Job = Collect every line in the rows below that contains the string "clicks". Case counts, so a line only matches if its capitalization is the same.

Information =
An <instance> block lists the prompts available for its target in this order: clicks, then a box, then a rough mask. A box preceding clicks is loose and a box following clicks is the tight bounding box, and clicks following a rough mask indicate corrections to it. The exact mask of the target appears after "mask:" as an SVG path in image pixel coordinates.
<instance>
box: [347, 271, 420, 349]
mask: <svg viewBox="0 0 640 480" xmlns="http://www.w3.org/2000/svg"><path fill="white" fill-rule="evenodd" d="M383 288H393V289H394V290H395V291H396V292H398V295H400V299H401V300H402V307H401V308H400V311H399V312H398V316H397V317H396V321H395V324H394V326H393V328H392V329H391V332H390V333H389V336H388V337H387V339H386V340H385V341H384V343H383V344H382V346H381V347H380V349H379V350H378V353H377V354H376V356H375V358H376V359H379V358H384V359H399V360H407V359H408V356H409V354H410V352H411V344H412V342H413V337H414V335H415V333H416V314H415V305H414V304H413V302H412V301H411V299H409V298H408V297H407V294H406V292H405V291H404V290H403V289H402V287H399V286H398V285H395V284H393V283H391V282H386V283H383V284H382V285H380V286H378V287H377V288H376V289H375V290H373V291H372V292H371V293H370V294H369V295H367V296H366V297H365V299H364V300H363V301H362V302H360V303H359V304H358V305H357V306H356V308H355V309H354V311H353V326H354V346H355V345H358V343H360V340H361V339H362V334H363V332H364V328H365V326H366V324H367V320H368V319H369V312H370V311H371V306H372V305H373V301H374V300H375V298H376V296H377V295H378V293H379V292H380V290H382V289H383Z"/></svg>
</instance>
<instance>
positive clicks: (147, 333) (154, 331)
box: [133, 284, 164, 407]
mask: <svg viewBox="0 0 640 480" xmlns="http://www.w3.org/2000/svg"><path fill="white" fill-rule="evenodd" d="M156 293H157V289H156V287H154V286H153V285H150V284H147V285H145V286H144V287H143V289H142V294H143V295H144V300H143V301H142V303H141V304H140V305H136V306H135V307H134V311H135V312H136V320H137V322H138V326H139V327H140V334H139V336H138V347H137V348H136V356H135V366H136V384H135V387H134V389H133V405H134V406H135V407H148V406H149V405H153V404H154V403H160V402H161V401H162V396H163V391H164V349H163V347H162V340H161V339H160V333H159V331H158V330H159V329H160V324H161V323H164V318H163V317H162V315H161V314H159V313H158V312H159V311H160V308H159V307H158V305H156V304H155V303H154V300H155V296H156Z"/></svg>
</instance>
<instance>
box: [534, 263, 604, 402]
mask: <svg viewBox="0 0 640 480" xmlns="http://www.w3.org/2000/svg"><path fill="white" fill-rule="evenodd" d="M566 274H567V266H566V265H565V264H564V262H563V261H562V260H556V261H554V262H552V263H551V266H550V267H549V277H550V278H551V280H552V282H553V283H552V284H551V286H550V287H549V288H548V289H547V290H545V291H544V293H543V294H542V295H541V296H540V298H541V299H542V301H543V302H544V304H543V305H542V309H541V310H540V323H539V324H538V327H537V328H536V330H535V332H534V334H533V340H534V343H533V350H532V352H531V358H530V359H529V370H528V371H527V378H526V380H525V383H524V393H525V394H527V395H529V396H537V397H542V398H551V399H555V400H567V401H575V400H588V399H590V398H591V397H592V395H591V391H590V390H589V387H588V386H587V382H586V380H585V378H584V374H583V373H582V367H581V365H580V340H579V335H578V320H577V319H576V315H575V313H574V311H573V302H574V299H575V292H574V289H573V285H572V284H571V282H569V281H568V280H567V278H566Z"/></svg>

Output for this task =
An <instance> block lists the prompts available for its target in this order: clicks, then a box, then a rough mask. A box preceding clicks is loose and a box following clicks is the tight bounding box, and clicks following a rough mask indicate corrections to it. The exact mask of the target appears after "mask:" as an SVG path in image pixel coordinates.
positive clicks: (147, 333) (154, 331)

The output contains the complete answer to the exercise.